** WHAT TO PRODUCE **
Can you copy out all of the material below, line for line and word for word?

** MATERIAL TO PROCESS **
▼▼▼
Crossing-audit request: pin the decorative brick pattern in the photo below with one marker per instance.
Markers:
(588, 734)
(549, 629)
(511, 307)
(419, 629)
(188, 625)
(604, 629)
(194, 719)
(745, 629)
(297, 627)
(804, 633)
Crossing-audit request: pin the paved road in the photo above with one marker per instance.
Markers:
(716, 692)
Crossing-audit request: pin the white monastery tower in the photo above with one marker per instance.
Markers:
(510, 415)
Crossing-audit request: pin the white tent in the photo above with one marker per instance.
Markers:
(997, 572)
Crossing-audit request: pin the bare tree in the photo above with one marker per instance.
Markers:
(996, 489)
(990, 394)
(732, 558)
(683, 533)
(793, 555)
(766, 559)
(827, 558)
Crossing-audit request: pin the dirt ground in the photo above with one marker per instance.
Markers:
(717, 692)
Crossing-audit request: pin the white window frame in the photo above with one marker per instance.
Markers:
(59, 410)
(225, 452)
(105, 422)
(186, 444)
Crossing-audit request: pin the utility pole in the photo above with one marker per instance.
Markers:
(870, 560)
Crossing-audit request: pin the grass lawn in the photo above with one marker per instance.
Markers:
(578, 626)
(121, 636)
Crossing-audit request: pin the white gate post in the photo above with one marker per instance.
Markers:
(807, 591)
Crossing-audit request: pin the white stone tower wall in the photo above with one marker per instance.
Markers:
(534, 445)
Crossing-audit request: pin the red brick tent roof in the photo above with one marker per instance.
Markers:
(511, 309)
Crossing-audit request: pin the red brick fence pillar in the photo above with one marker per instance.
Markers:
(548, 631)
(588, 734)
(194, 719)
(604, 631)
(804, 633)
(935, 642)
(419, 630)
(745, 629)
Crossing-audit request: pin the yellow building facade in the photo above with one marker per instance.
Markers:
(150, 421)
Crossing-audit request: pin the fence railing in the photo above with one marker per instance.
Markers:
▲▲▲
** RESULT OF THIS EXERCISE **
Crossing-audit request: pin the decorative brick pattern in the photo below with one marker per instance.
Markers:
(588, 734)
(549, 629)
(511, 307)
(419, 629)
(188, 625)
(604, 629)
(194, 719)
(745, 629)
(297, 627)
(804, 633)
Crossing-audit request: pin the paved road in the photo above with one marker per instance.
Markers:
(716, 692)
Crossing-audit request: pin the white monastery tower in the photo above with one marker per instance.
Markers:
(510, 415)
Crossing-audit request: pin the white tent in the photo above with one marker per instance.
Markers:
(997, 572)
Crossing-audit request: pin the bare tree in the photo above with one marker per instance.
Markers:
(996, 489)
(990, 394)
(732, 558)
(683, 533)
(793, 555)
(766, 559)
(827, 558)
Crossing-audit request: pin the dirt ground in the photo above with one marker per instance.
Markers:
(717, 692)
Crossing-audit request: pin the white window frame in the photo above with one marker per instance.
Markers:
(59, 410)
(225, 452)
(105, 422)
(186, 444)
Crossing-audit request: pin the utility pole in the photo above with one marker per instance.
Markers:
(870, 560)
Crossing-audit request: pin the grass lawn in the photo above with one marker per instance.
Markers:
(578, 626)
(121, 636)
Crossing-audit request: pin the white gate post in the photo above with one marker per instance.
Markers:
(807, 591)
Crossing-audit request: pin the white stone tower wall in the photo above with one marker per instance.
Markers:
(534, 445)
Crossing-audit request: pin the red brick tent roof in the photo above with one marker per instance.
Markers:
(511, 309)
Crossing-audit request: pin the red brick fence pillar in the photo above with one marker per instance.
Markers:
(548, 631)
(588, 734)
(194, 719)
(604, 631)
(804, 633)
(935, 642)
(419, 630)
(745, 629)
Crossing-audit request: pin the yellow building facade in the photo above with one marker per instance.
Markers:
(150, 421)
Crossing-audit request: pin the fence railing in the photo above with one marker per instance.
Markers:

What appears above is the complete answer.